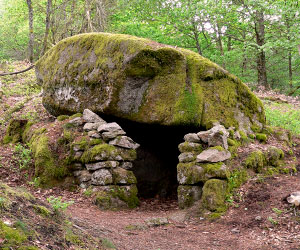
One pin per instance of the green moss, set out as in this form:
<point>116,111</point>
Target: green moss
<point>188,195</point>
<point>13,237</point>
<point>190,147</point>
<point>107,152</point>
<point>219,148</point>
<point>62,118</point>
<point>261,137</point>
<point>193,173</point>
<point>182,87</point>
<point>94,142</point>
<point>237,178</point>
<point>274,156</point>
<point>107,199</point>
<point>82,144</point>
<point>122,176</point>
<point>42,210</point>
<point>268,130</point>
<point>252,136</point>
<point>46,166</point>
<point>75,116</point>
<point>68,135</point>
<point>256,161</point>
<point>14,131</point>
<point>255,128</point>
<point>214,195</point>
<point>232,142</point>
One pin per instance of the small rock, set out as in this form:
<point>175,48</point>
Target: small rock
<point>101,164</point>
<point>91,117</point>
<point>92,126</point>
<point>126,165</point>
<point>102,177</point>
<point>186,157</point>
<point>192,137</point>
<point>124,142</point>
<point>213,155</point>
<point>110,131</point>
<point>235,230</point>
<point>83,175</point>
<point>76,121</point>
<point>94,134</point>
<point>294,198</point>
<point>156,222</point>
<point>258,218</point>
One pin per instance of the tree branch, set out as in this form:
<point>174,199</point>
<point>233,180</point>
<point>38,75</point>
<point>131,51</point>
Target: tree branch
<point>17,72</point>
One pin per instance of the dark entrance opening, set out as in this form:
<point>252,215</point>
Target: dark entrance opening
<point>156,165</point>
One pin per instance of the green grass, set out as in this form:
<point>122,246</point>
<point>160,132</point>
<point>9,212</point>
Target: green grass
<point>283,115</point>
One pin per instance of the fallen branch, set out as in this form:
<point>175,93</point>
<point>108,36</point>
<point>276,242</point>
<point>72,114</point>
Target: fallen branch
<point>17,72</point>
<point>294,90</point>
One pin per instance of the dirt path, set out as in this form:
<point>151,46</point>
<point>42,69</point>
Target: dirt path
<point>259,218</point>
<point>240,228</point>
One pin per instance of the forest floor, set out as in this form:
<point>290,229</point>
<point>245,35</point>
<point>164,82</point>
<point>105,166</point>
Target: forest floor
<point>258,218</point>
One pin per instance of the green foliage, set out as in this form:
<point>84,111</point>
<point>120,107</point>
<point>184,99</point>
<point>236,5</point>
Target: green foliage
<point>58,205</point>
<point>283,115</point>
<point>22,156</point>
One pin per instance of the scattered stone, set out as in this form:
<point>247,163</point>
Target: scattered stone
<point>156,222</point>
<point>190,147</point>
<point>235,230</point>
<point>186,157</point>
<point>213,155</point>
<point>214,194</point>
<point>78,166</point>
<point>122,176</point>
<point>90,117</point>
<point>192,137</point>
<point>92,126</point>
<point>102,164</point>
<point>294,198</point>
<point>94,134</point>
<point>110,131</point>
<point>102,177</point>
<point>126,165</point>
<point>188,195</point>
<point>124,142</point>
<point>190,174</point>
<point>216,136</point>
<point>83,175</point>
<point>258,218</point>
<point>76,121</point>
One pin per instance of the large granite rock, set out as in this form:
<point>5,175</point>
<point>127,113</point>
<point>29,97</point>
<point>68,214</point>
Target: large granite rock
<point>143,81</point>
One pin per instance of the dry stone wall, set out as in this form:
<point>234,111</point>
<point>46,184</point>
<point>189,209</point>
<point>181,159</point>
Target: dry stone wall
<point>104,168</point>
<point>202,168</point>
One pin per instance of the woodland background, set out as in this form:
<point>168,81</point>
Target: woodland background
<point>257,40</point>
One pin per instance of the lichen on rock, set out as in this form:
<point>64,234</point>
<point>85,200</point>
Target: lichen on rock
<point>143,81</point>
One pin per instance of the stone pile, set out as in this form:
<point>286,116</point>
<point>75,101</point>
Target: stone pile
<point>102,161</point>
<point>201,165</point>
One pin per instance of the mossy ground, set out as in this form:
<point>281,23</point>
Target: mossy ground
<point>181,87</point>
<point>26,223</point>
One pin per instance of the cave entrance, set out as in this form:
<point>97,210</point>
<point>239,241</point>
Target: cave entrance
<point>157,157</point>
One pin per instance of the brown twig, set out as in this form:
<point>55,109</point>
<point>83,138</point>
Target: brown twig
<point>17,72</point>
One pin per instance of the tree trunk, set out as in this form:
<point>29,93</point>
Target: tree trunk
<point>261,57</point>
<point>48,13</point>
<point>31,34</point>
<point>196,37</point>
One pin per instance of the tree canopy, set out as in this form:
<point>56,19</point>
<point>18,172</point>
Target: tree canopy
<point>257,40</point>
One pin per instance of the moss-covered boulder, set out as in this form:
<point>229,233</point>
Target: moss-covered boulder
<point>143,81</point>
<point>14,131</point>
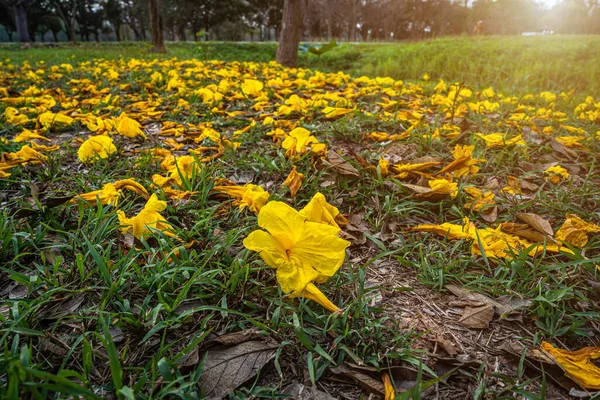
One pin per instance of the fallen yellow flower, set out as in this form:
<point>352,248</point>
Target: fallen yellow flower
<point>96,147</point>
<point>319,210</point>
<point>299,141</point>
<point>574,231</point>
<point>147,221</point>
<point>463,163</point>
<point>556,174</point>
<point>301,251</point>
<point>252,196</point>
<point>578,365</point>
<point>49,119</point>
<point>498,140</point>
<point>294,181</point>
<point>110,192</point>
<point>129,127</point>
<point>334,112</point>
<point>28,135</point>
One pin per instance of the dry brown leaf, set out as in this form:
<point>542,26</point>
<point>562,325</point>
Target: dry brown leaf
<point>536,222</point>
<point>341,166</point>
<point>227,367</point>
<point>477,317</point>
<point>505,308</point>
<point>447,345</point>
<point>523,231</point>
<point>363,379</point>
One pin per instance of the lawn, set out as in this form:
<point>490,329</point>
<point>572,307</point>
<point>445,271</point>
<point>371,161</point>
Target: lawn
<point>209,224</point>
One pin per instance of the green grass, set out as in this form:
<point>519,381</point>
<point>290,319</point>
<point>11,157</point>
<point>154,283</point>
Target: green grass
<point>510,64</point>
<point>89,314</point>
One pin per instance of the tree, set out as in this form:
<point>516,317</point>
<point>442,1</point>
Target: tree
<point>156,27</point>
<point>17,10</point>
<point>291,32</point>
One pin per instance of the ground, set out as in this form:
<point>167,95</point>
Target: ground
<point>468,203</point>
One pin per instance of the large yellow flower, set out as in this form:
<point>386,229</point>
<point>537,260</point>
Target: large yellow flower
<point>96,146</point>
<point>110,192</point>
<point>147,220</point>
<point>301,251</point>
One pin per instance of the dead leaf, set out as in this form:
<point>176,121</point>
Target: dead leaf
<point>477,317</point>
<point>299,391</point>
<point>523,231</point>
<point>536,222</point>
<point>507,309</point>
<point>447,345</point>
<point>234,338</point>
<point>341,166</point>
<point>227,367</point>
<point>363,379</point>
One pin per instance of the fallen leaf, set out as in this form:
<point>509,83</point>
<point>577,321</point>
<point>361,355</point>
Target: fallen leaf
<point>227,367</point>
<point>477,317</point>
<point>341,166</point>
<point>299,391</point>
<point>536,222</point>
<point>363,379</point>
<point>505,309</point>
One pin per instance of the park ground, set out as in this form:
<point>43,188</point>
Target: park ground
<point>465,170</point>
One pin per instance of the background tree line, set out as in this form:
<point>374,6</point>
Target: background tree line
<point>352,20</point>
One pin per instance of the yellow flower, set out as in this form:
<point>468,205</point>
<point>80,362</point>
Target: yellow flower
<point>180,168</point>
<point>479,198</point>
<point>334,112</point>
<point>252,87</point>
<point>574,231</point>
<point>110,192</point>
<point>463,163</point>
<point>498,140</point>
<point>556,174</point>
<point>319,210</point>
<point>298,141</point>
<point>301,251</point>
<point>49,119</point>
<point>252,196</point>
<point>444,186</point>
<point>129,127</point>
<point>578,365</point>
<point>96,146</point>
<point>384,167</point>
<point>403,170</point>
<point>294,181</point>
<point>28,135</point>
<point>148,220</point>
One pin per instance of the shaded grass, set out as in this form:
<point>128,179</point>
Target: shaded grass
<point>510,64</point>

--

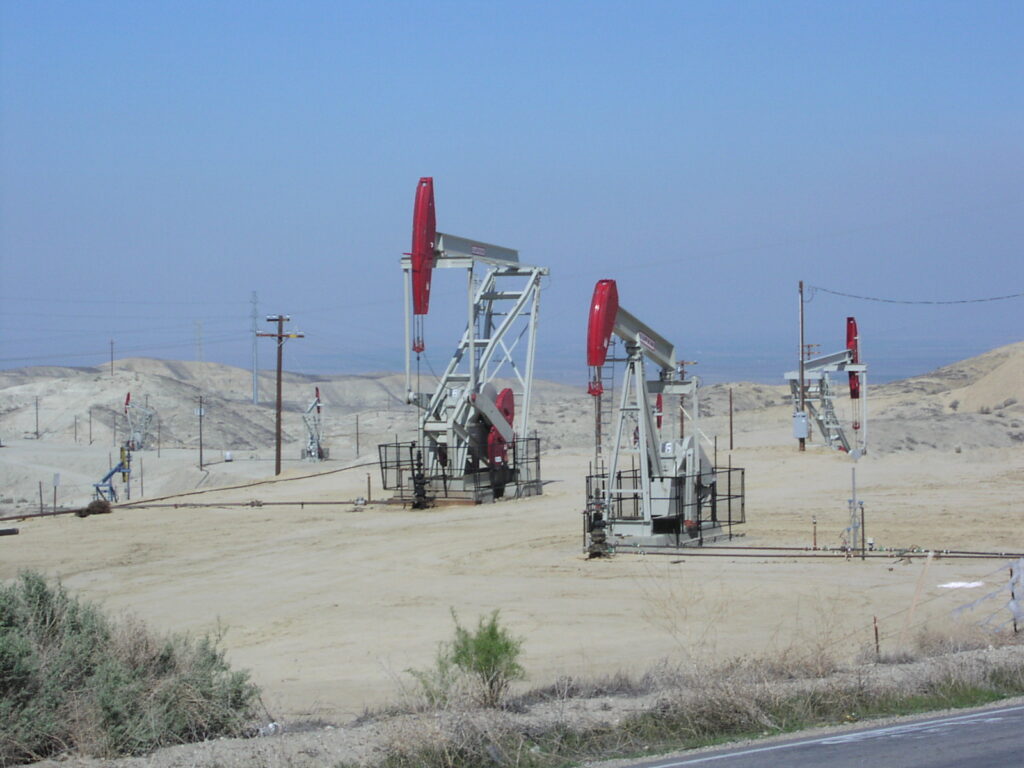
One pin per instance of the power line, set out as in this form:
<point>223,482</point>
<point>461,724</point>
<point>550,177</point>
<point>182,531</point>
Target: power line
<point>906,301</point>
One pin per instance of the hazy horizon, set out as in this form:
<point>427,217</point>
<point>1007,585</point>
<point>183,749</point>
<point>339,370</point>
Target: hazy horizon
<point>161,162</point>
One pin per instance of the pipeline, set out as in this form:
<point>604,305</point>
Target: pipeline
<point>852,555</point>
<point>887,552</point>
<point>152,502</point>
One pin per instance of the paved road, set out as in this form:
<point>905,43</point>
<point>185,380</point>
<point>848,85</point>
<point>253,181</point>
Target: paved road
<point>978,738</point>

Exercise → Reproduce the lines above verbatim, beginning with the line that contains "One pin per instance of the green moss, set" and ending with the line that contains "<point>193,173</point>", both of these lines included.

Answer for this exercise →
One pin per instance of the green moss, set out as in this form:
<point>116,111</point>
Target: green moss
<point>188,195</point>
<point>13,237</point>
<point>190,147</point>
<point>107,152</point>
<point>219,148</point>
<point>62,118</point>
<point>261,137</point>
<point>193,173</point>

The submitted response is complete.